### Written problem
Repeat each line exactly as it is written.

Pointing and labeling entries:
◆ ◆ ◆ ◆ ◆

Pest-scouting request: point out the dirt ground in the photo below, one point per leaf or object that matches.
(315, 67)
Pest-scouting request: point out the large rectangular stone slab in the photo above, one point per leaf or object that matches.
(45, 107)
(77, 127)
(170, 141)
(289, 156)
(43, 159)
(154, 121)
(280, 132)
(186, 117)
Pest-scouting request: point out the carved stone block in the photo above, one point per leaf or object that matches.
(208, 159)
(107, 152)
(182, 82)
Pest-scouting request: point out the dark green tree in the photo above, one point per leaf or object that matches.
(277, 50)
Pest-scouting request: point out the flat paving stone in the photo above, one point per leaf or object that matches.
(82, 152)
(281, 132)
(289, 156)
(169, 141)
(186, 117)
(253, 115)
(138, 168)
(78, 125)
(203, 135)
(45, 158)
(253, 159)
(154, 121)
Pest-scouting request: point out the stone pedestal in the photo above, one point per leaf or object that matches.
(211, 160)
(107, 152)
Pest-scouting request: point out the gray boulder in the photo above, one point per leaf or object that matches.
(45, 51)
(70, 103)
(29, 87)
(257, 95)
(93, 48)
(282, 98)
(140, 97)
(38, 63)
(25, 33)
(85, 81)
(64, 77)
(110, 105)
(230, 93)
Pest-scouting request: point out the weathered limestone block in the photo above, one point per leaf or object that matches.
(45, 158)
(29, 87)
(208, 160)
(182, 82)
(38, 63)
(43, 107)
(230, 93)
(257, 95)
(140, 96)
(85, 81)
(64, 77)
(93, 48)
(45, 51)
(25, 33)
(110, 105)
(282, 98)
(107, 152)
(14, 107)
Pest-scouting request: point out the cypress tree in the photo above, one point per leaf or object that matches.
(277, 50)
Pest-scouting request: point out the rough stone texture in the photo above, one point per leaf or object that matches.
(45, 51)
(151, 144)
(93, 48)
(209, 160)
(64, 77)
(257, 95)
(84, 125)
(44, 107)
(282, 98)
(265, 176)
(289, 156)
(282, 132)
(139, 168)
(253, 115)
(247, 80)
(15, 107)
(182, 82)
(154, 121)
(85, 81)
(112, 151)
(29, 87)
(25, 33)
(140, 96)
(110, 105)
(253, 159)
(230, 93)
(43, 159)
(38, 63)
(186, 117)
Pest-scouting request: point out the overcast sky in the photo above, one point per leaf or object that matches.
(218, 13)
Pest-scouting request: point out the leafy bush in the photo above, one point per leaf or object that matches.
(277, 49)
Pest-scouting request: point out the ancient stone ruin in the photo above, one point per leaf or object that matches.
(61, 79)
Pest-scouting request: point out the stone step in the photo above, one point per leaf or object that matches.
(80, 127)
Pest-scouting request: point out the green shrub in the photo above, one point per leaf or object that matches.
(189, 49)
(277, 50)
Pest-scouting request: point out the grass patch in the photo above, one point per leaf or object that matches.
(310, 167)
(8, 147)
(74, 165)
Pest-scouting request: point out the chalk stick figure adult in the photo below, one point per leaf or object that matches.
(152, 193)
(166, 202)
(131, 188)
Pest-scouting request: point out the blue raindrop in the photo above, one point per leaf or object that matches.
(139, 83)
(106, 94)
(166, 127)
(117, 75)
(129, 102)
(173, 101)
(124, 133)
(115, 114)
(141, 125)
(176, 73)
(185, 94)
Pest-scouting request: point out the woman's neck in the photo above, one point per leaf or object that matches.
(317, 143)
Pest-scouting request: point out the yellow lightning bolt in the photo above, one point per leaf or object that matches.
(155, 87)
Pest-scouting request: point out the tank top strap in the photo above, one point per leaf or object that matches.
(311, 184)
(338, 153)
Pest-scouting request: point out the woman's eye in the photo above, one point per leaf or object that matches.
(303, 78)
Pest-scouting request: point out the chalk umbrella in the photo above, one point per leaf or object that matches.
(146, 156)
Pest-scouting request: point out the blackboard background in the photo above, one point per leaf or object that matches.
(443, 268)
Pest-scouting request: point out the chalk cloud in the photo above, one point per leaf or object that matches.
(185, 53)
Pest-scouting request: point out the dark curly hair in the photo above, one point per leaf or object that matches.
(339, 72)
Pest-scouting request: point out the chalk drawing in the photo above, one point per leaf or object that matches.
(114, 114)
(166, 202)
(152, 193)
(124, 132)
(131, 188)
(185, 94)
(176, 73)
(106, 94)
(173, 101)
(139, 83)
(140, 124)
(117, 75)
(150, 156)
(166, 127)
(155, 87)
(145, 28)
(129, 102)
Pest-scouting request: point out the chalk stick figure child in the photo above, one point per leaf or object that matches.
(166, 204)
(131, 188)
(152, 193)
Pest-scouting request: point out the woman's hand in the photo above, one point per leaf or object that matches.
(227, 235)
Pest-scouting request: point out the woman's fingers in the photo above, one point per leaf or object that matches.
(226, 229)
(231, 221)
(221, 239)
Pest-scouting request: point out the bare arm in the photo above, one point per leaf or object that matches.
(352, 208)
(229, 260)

◆ ◆ ◆ ◆ ◆

### Finished exercise
Pest-scouting request: point out the dirt ground in the photo below, one point per leaf or object that matches.
(315, 67)
Pest-scouting request: point out the large rectangular stone slab in the photo above, one point per leaf or object that matches.
(45, 107)
(77, 127)
(170, 141)
(289, 156)
(43, 159)
(154, 121)
(280, 132)
(186, 117)
Pest-scouting request: point out the carved stone block in the photo above, one point per leaf or object that matches.
(208, 159)
(107, 152)
(182, 82)
Pest-scouting request: point out the dark green tree in the photo above, one point per leaf or object that matches.
(277, 50)
Pest-scouting request: point out the flat paving stone in the photo above, one point per leaf or object that matches.
(82, 152)
(281, 132)
(289, 156)
(169, 141)
(186, 117)
(253, 115)
(138, 168)
(78, 125)
(203, 135)
(45, 158)
(253, 159)
(154, 121)
Pest-scouting request: point out the stone pedestal in the photo above, one point per leaf or object that matches.
(211, 160)
(107, 152)
Pest-scouting request: point out the gray boulder in the photo above, one point per leaf or object that matches.
(45, 51)
(70, 103)
(29, 87)
(257, 95)
(93, 48)
(282, 98)
(140, 97)
(38, 63)
(25, 33)
(85, 81)
(64, 77)
(110, 105)
(230, 93)
Pest-scouting request: point out the weathered limestone block in the photo above, one point per leaf or object that matches.
(45, 158)
(29, 87)
(208, 160)
(182, 82)
(38, 63)
(43, 107)
(230, 93)
(257, 95)
(140, 96)
(85, 81)
(64, 77)
(93, 48)
(45, 51)
(25, 33)
(110, 105)
(282, 98)
(107, 152)
(14, 107)
Pest-scouting request: point out the cypress tree in the photo above, one point per leaf or object that matches.
(277, 50)
Pest-scouting request: point out the rough stone texture in the photo above, one point per leaf or object that matches.
(45, 51)
(151, 144)
(93, 48)
(209, 160)
(64, 77)
(257, 95)
(84, 125)
(44, 107)
(282, 98)
(265, 176)
(289, 156)
(282, 132)
(139, 168)
(253, 115)
(247, 80)
(15, 107)
(182, 82)
(154, 121)
(85, 81)
(112, 151)
(29, 87)
(25, 33)
(140, 96)
(110, 105)
(253, 159)
(230, 93)
(43, 159)
(38, 63)
(186, 117)
Pest-scouting request: point out the overcast sky in the photo above, one point per leaf or object that matches.
(218, 13)
Pest-scouting request: point out the leafy bush in the photo above, one point per leaf or object that matches.
(277, 49)
Pest-scouting request: point out the ancient stone ruin in the photo above, one point per leaf or object that matches.
(61, 79)
Pest-scouting request: point out the stone step in the photo above, one point per leaf or object that matches.
(80, 127)
Pest-scouting request: point out the green shrub in the photo above, one point per leaf or object that matches.
(189, 49)
(277, 50)
Pest-scouting request: point out the grass patch in the photo above, one point per leaf or object that matches.
(310, 167)
(8, 147)
(74, 165)
Pest-scouting request: point out the chalk stick figure adult in the photo below, one point per leaf or object that matches.
(152, 193)
(166, 202)
(131, 188)
Pest-scouting request: point out the blue raindrop in the photo above, one point per leaf or object that matches.
(139, 83)
(106, 94)
(166, 127)
(117, 75)
(129, 102)
(173, 101)
(124, 133)
(115, 114)
(141, 125)
(176, 73)
(185, 94)
Pest-scouting request: point out the woman's neck in the photo above, one point per leaf or object that matches.
(317, 143)
Pest-scouting request: point out the yellow lightning bolt in the photo above, one point per leaf or object that matches.
(155, 87)
Pest-scouting request: point out the tank top strap in the photo above, one point per leaf or object that matches.
(311, 184)
(338, 153)
Pest-scouting request: point out the woman's eye in the photo above, one point per leaf or object that matches.
(303, 78)
Pest-scouting request: point out the chalk umbrella in the photo above, one point per leaf or object that matches.
(146, 156)
Pest-scouting request: point out the blackboard background in the photo above, one point per leaf or object that matches.
(443, 268)
Pest-scouting request: point out the chalk cloud in the photo above, one point per leaf or object that matches.
(185, 53)
Pest-scouting request: point out the dark curly hair in the photo above, one point per leaf or object that matches.
(339, 72)
Pest-scouting request: point out the chalk drawing in the photo above, one point per leaf or object that matches.
(114, 114)
(166, 202)
(152, 193)
(124, 132)
(131, 188)
(185, 94)
(176, 73)
(106, 94)
(173, 101)
(139, 83)
(140, 124)
(117, 75)
(150, 156)
(166, 127)
(155, 87)
(145, 28)
(129, 102)
Pest-scouting request: point out the chalk stick figure child in the photo above, one point per leaf or object that matches.
(166, 204)
(131, 188)
(152, 193)
Pest-scouting request: point out the woman's hand in the photo above, one point per leaf or object that matches.
(227, 235)
Pest-scouting request: point out the woman's fingers in the photo above, one point per leaf or object that matches.
(226, 229)
(231, 221)
(221, 239)
Pest-scouting request: point out the bare arm in the photo above, one point per leaf or object that matches.
(352, 208)
(229, 260)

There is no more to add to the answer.